## Begin Data shown

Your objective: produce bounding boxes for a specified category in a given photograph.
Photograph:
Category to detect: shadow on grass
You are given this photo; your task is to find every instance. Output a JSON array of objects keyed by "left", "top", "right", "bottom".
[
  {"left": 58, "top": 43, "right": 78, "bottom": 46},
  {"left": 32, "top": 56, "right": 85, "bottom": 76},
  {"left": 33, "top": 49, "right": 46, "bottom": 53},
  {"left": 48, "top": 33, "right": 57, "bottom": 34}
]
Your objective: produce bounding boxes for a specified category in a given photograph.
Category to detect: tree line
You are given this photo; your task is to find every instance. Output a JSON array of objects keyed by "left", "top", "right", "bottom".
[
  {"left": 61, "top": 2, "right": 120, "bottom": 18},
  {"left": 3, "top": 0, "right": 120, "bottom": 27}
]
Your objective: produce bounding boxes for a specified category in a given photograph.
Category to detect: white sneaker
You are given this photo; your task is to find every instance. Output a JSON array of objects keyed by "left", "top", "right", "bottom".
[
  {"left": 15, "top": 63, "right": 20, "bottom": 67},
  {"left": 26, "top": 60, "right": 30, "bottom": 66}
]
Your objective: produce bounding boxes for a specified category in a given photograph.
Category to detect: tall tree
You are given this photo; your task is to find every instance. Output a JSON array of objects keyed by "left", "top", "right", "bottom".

## End Data shown

__What is asked__. How many lines in the entries above contain the string "bottom"? Give only the number.

__Result of the exercise__. 12